-- BEGIN Extract --

I hadn’t really thought about the collapse of expertise as people get too squeezed to work on anything but immediate reaction.

Yeah, and I wouldn’t even say expertise. Like to me, it’s just learning. I feel like expertise is something that’s just been projected onto critics. The whole reason I started my blog was to document a learning experience and bring people along with that. At a certain point, you get visible enough or you’re writing for Pitchfork or whatever and people are like oh, you think you’re the expert. Well, no, nobody else was writing about this and I wanted to put it into the world.

Did you ever have Combat Jack or somebody come at you in a post?

Combat Jack? No, Combat Jack was cool.

I was just thinking of the one he did on Tom Breihan, I think on Dallas Penn’s blog. I was way too young at the time to be seeing or hearing anything outside of the music itself, but it’s cool to go back and see that sort of thing, which is totally essential context.

[laughs] I’ll have to go look for that. That sort of thing, I get. I go back and forth, because on one hand I understand why someone like Combat Jack would be protective of the culture. He’s someone who, rest in peace, I think genuinely was. He wasn’t trying to capitalize off anything - I’m sure he read a bad Tom Breihan review and was like it’s time to go in. And probably, Tom deserved it, you know what I mean? Like straight up. That dynamic, for me, is weird to deal with. And honestly one of the reasons I don’t write right now is that there’s just so many white dudes. Coming back to what I was saying, a lot of the reason I starting blogging about this shit was that nobody was doing it. When I started blogging, you couldn’t read about E-40’s Mr. Flamboyant on the internet. I mean maybe you would find, like, a Siccness message board post or something. Largely, nobody was covering it.

-- END Extract --

**Written instruction:** In the interview, what reason does the speaker give for starting a blog? Rely only on the interview above.

-- BEGIN Provided data --

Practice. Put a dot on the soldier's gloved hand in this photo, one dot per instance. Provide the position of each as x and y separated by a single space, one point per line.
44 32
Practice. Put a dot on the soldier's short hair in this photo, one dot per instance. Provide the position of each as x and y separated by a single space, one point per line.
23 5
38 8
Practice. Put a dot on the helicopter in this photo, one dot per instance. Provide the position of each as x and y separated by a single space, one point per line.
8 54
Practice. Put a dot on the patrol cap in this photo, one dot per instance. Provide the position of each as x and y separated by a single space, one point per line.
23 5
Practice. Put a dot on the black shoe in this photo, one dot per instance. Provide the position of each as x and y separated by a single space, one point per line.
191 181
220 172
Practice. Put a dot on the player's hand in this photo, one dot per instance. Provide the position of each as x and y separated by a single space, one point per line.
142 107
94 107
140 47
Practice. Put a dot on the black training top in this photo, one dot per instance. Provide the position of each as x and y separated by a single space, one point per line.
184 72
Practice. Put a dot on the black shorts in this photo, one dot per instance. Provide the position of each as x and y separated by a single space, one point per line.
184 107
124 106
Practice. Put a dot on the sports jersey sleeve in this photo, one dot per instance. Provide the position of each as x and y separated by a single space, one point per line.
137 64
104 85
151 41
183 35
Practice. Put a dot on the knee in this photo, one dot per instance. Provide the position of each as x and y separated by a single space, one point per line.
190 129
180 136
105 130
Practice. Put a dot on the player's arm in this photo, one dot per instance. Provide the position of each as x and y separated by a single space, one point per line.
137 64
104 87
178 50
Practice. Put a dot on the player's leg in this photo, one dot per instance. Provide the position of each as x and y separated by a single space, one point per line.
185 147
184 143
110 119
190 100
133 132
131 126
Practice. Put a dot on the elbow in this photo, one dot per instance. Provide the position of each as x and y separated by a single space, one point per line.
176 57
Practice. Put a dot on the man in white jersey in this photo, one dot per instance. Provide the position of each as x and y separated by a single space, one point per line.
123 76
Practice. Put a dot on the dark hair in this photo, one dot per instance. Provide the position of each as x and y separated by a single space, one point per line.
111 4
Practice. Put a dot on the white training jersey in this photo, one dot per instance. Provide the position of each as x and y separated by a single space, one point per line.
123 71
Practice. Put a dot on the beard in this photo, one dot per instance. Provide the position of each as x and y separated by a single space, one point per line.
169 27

-- END Provided data --

**Full response:** To document a learning experience and bring people along with it.